**Prompt A**: In the piece on Spain's troops, how many Spanish soldiers did Zapatero pledge to withdraw from Iraq?
**Prompt B**: Retype part of the piece on Spain's troops, beginning at the words "Less than two" and stopping after "war on terror.".
**Prompt C**: Extend the piece on Spain's troops in Iraq and Afghanistan, picking up after its final sentence.

**Selected excerpt**:
[Start of Attachment]
Vote in a Socialist and what do you get ??? Troops moved from Iraq to Afghanistan
Fear of falling into disfavor with the U.S. government is palpable !!!
The following article calls Zapatero's choice to move Spanish troops from Iraq to Afghanistan an "INTERNATIONAL COMPROMISE" ... ???
What is going on behind the scenes?
Spain's New Leader May Send More Troops to Afghanistan
By KATRIN BENNHOLD,
International Herald Tribune
Published: March 23, 2004
MADRID, March 23 — In a move that might help muffle criticism of a Socialist pledge to pull troops out of Iraq, Spain's incoming prime minister is considering increasing the number of Spanish soldiers guarding the fragile peace in Afghanistan, sources in his party said today.
Less than two weeks after the deadly train bombings in Madrid, the incoming prime minister, José Luis Rodríguez Zapatero, wants to signal his commitment to fight terrorism and show the United States that Spain remains a loyal ally, said one of the sources, a high-ranking party official who spoke on the condition of anonymity.
He added that the new government wants "to send a message that the Socialists do not believe in appeasement."
Since Mr. Zapatero's election victory on March 14, he has faced two tasks: responding to overwhelming opposition to the American-led war in Iraq among his backers and staying on the good side of the United States administration as its seeks international cooperation in its war on terror.
Mr. Zapatero has confirmed a campaign pledge to pull Spain's 1,300 troops out of Iraq unless the United Nations assumes greater control by June 30. Critics, notably in the United States, accused Mr. Zapatero of handing a victory to terrorists.
[End of Attachment]
[Point localization data]
[Start of Attachment]
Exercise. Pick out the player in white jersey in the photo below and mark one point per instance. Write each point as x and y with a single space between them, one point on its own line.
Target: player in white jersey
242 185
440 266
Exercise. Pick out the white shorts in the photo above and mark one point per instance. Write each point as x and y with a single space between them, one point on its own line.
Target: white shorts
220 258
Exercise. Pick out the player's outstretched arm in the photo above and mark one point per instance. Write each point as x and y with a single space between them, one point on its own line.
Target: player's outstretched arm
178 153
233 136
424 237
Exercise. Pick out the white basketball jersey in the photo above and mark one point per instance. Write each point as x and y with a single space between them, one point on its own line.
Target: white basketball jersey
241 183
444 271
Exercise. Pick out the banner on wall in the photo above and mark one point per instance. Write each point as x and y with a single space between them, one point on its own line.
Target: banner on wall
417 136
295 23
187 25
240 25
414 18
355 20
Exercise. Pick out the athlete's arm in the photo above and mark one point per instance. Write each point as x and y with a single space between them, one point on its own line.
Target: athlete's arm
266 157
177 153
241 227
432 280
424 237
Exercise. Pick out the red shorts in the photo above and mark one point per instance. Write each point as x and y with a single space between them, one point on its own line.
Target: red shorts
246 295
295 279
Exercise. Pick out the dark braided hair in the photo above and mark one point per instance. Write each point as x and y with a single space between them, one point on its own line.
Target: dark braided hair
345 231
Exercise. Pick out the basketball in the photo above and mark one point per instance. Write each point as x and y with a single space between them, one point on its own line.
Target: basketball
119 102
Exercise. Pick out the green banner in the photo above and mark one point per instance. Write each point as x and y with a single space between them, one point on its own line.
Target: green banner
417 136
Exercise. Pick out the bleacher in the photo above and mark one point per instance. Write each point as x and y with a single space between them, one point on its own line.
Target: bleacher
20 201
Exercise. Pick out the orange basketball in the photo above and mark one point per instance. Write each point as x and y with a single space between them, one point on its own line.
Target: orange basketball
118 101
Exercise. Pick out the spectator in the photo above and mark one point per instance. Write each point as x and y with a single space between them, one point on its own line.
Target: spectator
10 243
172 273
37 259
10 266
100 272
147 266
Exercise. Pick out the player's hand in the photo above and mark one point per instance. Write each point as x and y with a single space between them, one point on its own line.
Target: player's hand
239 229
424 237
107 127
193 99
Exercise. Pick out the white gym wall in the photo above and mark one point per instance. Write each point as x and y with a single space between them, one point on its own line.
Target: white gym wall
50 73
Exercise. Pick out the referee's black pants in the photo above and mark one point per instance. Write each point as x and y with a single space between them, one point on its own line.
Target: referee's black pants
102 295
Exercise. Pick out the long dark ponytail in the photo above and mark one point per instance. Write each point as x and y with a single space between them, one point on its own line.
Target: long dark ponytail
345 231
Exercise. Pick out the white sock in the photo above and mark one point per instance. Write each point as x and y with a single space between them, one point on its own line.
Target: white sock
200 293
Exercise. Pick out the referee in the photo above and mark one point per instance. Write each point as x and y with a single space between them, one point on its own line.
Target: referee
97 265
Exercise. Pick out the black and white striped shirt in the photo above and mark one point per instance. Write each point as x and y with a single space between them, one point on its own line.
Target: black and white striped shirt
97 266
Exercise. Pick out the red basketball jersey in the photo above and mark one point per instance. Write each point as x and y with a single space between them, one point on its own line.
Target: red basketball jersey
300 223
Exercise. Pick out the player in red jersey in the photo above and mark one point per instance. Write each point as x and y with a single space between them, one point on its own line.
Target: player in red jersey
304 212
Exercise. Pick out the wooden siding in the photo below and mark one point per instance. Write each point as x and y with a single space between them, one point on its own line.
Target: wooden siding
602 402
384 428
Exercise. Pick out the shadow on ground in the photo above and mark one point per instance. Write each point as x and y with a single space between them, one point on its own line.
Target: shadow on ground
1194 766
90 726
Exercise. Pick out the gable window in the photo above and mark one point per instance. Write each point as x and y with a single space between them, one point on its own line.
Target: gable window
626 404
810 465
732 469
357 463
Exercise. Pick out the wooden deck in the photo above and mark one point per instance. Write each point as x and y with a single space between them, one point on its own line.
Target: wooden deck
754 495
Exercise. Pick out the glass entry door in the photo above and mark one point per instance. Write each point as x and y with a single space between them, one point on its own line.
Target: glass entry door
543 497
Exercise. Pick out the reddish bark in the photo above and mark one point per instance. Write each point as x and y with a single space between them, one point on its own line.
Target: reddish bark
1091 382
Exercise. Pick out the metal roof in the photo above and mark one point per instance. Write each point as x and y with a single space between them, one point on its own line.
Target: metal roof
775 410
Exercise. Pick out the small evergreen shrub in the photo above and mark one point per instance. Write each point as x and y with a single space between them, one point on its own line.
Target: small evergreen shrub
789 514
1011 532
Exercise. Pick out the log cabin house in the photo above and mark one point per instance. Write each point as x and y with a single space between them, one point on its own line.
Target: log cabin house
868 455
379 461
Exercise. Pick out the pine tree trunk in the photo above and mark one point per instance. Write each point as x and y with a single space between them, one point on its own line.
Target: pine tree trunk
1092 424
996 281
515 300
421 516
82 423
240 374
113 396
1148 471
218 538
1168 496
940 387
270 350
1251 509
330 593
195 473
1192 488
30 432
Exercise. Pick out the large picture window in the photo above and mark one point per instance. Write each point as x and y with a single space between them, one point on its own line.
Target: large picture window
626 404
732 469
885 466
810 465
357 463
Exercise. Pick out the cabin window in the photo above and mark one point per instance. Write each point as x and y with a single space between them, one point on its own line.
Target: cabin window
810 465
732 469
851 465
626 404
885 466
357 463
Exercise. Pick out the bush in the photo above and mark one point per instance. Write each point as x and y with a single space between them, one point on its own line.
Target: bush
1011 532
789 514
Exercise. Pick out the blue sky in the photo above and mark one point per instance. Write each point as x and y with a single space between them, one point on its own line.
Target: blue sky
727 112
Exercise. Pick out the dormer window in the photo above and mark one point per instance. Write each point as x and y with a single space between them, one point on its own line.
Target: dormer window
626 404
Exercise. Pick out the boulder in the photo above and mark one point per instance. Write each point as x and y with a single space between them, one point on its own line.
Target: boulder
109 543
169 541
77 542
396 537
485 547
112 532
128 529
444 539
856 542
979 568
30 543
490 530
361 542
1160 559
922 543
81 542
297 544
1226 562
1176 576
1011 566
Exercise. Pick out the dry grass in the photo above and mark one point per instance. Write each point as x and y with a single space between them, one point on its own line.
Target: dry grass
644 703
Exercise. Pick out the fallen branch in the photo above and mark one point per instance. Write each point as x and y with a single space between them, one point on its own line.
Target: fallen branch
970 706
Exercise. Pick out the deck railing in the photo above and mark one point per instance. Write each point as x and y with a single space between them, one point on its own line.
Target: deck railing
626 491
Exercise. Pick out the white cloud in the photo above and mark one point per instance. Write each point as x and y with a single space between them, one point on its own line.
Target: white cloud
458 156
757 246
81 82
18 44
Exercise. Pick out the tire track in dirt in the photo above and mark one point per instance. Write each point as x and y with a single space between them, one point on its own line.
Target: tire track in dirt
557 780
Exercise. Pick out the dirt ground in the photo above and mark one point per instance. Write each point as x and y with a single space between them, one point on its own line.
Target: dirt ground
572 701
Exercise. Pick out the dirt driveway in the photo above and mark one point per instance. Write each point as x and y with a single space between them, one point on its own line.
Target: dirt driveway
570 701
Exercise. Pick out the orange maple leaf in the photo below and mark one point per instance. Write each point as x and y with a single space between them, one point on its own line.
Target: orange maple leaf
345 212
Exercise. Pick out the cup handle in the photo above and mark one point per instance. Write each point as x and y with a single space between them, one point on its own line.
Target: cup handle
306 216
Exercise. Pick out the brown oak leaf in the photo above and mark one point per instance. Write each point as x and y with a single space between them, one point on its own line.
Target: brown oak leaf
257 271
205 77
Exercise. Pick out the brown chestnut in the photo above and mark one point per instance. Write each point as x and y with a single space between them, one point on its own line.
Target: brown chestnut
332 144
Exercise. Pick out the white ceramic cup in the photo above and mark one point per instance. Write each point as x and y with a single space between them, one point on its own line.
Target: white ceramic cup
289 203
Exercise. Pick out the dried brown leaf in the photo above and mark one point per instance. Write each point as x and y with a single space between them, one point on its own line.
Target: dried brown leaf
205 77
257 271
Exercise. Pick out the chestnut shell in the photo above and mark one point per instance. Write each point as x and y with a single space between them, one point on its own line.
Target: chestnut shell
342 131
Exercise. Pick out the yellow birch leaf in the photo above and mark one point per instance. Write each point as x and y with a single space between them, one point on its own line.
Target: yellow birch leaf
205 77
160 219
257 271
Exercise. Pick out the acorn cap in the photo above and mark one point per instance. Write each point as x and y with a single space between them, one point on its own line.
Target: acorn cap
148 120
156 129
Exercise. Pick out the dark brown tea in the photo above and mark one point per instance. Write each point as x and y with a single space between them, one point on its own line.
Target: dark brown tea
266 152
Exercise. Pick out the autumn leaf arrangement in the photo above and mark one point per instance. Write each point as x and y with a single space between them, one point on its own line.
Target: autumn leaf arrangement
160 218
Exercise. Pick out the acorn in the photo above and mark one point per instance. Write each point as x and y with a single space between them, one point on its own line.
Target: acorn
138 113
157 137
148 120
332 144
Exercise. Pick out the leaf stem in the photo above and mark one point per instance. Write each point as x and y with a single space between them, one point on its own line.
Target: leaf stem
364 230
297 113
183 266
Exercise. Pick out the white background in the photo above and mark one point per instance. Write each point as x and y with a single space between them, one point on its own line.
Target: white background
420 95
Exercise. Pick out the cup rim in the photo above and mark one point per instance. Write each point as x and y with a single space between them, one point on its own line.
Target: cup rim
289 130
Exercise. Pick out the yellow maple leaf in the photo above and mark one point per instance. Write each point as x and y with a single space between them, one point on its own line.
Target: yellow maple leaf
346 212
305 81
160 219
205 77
[End of Attachment]
**Written response A**: 1,300 troops.

**Written response B**:
Less than two weeks after the deadly train bombings in Madrid, the incoming prime minister, José Luis Rodríguez Zapatero, wants to signal his commitment to fight terrorism and show the United States that Spain remains a loyal ally, said one of the sources, a high-ranking party official who spoke on the condition of anonymity.
He added that the new government wants "to send a message that the Socialists do not believe in appeasement."
Since Mr. Zapatero's election victory on March 14, he has faced two tasks: responding to overwhelming opposition to the American-led war in Iraq among his backers and staying on the good side of the United States administration as its seeks international cooperation in its war on terror.

**Written response C**:
A decision to beef up Spain's military presence in Afghanistan may help the Socialist government find acceptance at home and abroad, said political analysts like José Miguel de Elías, director of the Sigma2 polling institute.
"It's a very interesting proposal, because it offers an international compromise while responding to a demand by the people to fight terrorism," he said.
There was no reaction from the United States Embassy here tonight.
As Mr. Zapatero continued with his planning for a new government, the police revised the death toll from the March 11 train bombings to 190, down from a previously reported 202, after DNA analysis showed that the count was distorted because of the problem of identifying body parts.
A traumatized population, hardened by years of regional terrorism but unaccustomed to such slaughter, expects a firm resolve of the government in the fight against terrorism, Mr. Elías said.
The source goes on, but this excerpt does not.